◆ Exercise description:
Without including any pictures, write out all the records word for word.

(Photo-based referring expression data)
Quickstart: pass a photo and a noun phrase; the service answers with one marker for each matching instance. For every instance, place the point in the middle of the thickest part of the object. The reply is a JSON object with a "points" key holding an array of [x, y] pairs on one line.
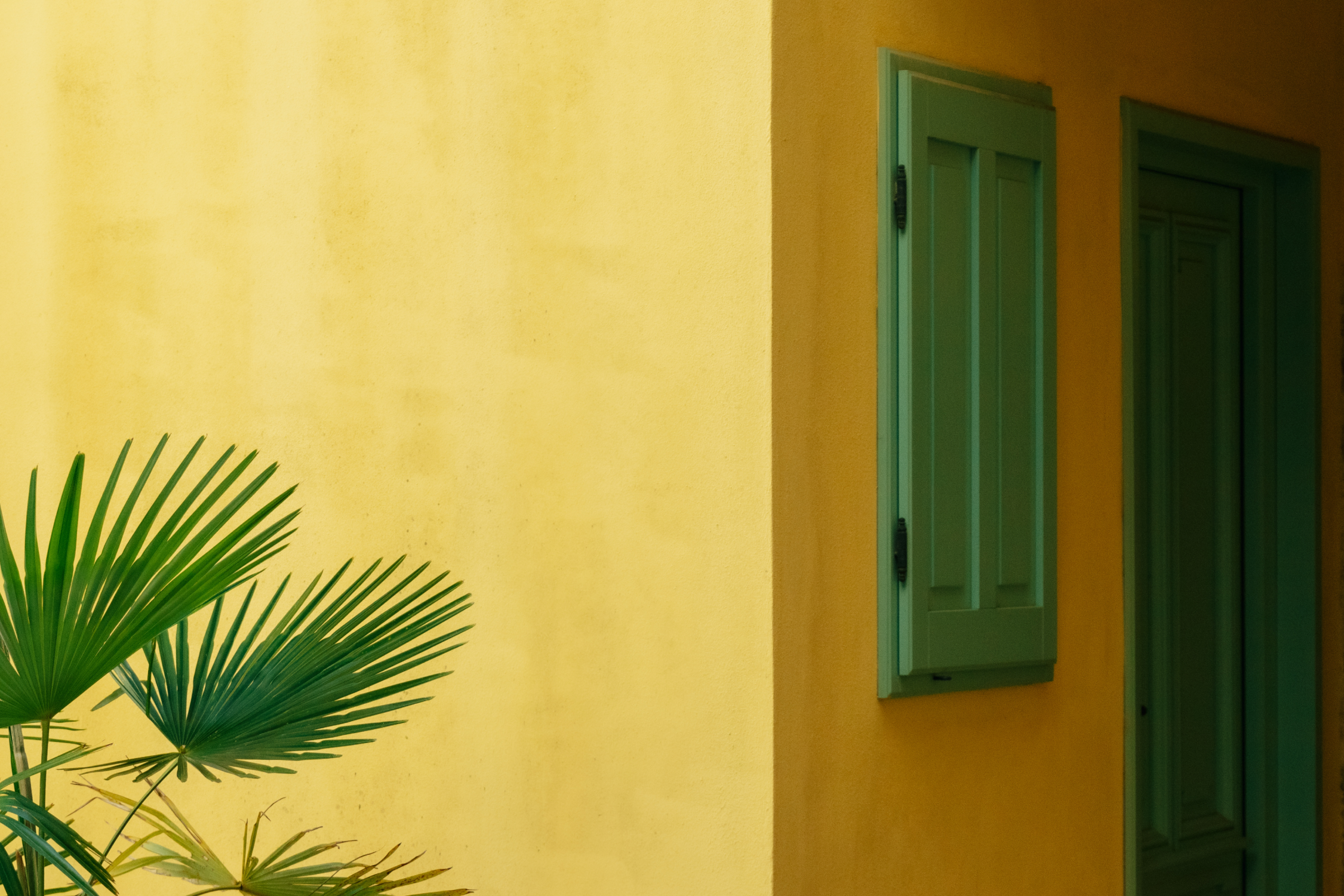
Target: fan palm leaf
{"points": [[325, 673], [175, 848], [67, 624], [46, 836]]}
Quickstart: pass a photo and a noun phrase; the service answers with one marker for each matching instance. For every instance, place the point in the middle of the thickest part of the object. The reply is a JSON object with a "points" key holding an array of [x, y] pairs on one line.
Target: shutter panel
{"points": [[971, 405]]}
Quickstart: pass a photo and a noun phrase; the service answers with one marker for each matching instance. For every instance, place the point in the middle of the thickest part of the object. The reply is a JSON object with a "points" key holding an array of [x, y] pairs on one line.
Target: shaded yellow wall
{"points": [[491, 280], [1008, 792]]}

◆ Output of the task:
Quickstart: pass a photo and a noun phrase; the service answers with one marker for each matching instance. For every instance, place the point in the middle of the thickest part of the object. The reply is a JSON object with a "points" key holding an array of [x, y] pairs on one line.
Target: fan palm leaf
{"points": [[325, 673], [175, 848], [67, 624], [46, 836]]}
Quickstart: pass a photo and a noun phrase; the service answers with one marker for each matching instance. For every instance, place the point in the middle of the thickest part of the object. The reply is a JSON object with a "points" key holding an array of [x, y] pairs on one line.
Target: shutter panel
{"points": [[971, 405]]}
Quickstart: pass a photo and a noun phrase; the service answers with one marker for each matching instance. For every instance, place the point in the middle of the thickest part of the object. The reply is a JSON object with a "points" key holding an array of [x, y] pairs on one line.
Target: shaded yellow wall
{"points": [[491, 280], [1008, 792]]}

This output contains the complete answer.